» What to do: Leaving out all pictures, restate word for word the lines from the one with "Note: mark the yellow tile" through the last line of the entries.

» Data in this exercise:

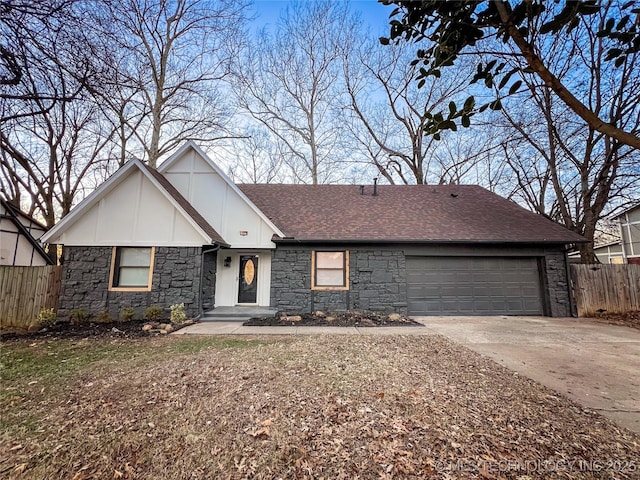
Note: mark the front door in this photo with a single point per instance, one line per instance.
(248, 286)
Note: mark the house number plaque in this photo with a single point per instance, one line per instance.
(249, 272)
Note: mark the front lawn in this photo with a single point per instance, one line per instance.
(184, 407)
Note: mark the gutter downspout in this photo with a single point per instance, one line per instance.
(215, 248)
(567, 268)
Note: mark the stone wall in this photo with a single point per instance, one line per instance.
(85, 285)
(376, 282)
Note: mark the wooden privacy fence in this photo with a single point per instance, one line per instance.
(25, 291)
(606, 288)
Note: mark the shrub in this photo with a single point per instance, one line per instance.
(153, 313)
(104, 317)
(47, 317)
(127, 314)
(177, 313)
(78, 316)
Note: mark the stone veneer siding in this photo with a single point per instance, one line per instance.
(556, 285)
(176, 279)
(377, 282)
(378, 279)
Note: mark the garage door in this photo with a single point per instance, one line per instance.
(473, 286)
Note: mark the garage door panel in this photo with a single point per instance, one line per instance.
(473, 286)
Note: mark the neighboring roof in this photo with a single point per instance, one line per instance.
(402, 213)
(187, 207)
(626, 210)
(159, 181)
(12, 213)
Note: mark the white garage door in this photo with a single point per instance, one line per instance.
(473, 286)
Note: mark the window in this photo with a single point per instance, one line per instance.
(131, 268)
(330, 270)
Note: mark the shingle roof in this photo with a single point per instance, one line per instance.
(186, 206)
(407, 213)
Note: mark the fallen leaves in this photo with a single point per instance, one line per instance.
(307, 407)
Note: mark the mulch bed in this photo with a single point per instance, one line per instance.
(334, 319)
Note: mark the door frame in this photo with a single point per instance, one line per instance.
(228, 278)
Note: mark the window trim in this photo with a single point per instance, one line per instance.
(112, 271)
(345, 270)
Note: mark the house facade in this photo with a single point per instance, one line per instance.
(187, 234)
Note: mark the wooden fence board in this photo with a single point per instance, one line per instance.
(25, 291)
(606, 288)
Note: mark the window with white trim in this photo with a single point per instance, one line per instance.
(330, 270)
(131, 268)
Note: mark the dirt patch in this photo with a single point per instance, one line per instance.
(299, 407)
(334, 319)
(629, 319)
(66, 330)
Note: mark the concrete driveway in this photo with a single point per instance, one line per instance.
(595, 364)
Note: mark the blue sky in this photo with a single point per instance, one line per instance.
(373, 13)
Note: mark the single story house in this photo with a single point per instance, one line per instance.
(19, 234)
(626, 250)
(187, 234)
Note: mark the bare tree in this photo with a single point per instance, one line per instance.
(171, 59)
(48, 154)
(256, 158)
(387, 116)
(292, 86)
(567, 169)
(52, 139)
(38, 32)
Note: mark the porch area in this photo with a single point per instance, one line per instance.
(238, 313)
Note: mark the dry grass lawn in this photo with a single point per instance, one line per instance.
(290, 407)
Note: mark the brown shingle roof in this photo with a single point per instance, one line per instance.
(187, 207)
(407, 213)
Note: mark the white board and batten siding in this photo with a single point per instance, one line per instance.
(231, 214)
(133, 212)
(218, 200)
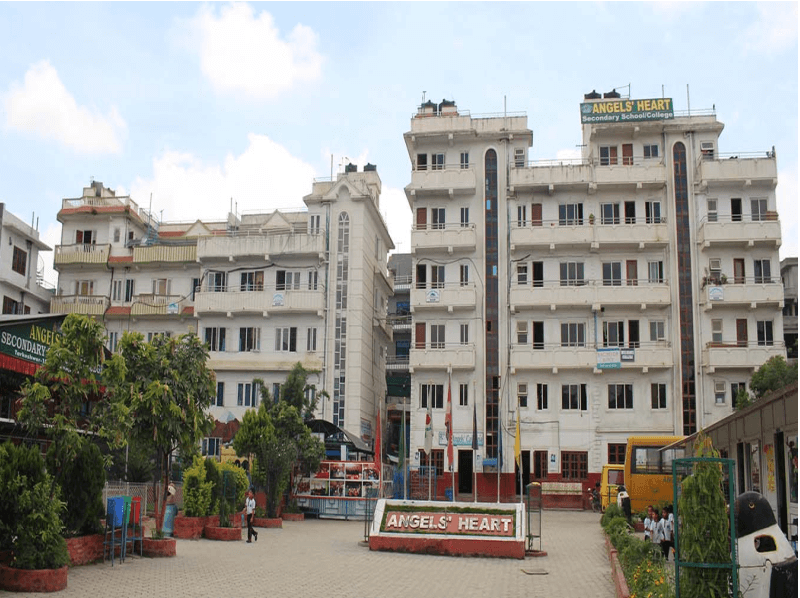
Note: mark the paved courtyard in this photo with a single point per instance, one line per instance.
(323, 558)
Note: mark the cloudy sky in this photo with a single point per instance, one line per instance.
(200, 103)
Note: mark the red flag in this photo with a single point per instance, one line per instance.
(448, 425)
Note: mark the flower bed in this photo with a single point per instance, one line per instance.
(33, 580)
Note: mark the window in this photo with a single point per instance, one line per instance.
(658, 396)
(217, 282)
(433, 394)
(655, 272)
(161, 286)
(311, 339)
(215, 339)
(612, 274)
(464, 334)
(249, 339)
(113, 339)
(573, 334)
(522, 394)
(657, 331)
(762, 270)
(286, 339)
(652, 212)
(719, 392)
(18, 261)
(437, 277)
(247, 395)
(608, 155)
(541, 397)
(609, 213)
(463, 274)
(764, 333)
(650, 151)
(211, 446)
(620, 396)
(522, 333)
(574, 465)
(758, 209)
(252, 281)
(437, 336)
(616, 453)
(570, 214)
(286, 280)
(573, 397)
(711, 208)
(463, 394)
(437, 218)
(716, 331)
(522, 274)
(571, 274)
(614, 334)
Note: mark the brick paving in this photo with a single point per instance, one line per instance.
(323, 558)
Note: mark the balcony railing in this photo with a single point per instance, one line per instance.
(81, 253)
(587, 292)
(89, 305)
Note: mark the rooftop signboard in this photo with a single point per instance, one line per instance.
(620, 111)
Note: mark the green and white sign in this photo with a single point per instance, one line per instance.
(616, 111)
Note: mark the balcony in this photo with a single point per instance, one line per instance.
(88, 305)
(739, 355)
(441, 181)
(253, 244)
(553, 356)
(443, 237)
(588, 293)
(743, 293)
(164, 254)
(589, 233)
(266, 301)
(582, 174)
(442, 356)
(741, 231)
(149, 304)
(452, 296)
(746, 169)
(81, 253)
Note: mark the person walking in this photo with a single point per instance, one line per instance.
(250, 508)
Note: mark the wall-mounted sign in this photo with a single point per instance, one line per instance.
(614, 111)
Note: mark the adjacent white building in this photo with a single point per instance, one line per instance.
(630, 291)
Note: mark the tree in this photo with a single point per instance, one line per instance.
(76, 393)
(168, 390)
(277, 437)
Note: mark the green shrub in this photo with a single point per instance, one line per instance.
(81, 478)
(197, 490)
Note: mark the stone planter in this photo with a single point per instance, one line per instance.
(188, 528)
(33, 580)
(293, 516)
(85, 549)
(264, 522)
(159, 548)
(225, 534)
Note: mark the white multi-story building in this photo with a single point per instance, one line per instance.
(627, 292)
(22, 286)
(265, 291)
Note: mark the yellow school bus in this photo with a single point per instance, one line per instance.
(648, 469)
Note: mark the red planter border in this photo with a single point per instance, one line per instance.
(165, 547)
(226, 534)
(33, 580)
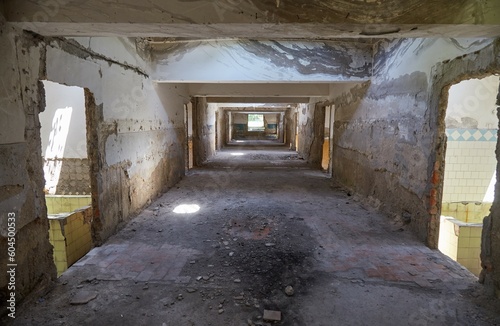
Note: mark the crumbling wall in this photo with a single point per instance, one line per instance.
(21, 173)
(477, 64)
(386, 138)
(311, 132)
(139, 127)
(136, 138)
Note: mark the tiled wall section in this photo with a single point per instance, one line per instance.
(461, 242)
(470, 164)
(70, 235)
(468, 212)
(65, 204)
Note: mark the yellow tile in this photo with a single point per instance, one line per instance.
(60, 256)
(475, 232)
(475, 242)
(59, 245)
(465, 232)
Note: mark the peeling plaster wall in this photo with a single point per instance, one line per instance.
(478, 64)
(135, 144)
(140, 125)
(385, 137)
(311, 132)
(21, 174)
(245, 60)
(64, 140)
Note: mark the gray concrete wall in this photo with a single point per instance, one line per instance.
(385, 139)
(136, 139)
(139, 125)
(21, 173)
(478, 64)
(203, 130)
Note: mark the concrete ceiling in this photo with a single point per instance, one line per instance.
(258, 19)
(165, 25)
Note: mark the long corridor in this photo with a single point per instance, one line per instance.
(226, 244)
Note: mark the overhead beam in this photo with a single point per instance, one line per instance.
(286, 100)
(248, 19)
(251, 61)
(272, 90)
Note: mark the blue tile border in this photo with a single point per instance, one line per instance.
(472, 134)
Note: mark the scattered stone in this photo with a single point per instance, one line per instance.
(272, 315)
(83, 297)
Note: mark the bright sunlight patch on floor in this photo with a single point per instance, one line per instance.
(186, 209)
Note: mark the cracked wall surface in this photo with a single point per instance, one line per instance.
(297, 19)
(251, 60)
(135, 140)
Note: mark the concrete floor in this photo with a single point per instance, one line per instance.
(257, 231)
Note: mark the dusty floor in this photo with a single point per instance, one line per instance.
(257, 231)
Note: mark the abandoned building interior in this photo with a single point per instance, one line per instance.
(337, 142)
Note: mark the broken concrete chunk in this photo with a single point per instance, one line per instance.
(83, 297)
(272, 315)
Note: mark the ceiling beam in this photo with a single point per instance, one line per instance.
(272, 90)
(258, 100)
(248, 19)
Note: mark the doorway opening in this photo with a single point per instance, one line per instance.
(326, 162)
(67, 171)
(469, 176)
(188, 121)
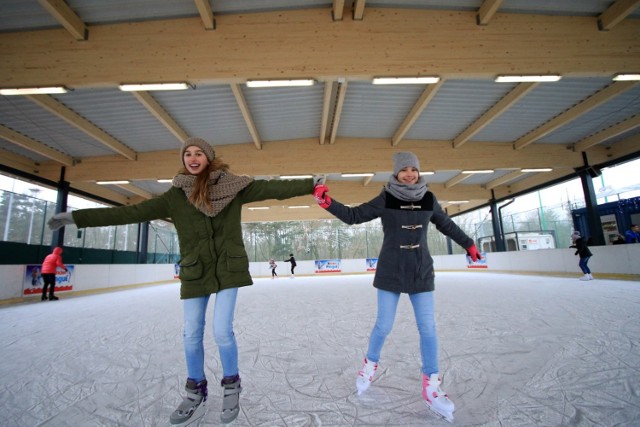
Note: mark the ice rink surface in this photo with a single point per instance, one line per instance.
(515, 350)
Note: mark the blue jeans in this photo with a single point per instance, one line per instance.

» Solution to the problem:
Note: mark the yellow tile in this photo with a single point per instance, one line per instance.
(60, 256)
(475, 232)
(475, 242)
(59, 245)
(465, 232)
Note: mark the peeling plaster wall in this photo with a single point per instance, one line per instance.
(478, 64)
(135, 144)
(140, 125)
(385, 137)
(311, 132)
(21, 174)
(245, 60)
(64, 140)
Note: mark the gray concrete wall in this photo with a single point per instance, one line per instance.
(385, 139)
(136, 139)
(139, 125)
(21, 173)
(478, 64)
(203, 130)
Note: mark the concrete ceiling in this photo with a single point per instance, one line per instance.
(258, 19)
(165, 25)
Note: mark the long corridor in this photo with a single point per instance, one line per instance.
(226, 244)
Note: mark the overhead beam in this photo with a single point per instance, one line per instance.
(286, 100)
(248, 19)
(251, 61)
(272, 90)
Note: mark the blue tile border in this photo with a single point per instance, one line per instance.
(472, 134)
Note: mark the scattered stone in this photo with a single point per instance, one line per instance.
(272, 315)
(83, 297)
Note: mark the bright sunlight patch on floor in this photo with a single point per instance, one line per instance.
(186, 209)
Note: mark the cracked wall surface in this photo with a single point per instance, one line per instance.
(297, 19)
(251, 60)
(135, 140)
Note: mark the concrete floor in this photo with a single point per instance, one line per instance.
(257, 231)
Note: mark the dusty floor in this photo with a single point per instance, one line per instance.
(257, 231)
Note: mark the abandoned building interior in this photo with a single point per instance, one line per instance.
(337, 142)
Note: mark the broken concrete chunk in this photo with a single point per instance, one line per instance.
(83, 297)
(272, 315)
Note: mark the ceiling beam in this photo with a single point per instance, one line per instance.
(272, 90)
(258, 100)
(248, 19)
Note: mark the doorway opening in this photo with a single point per instance, one line per instance.
(326, 162)
(67, 171)
(469, 176)
(188, 121)
Note: mark the ice rink surface in this photo with a single point per instance, one line per instance.
(515, 350)
Note: mark the blue jeans in this photo with a single point per instance, one line per instance.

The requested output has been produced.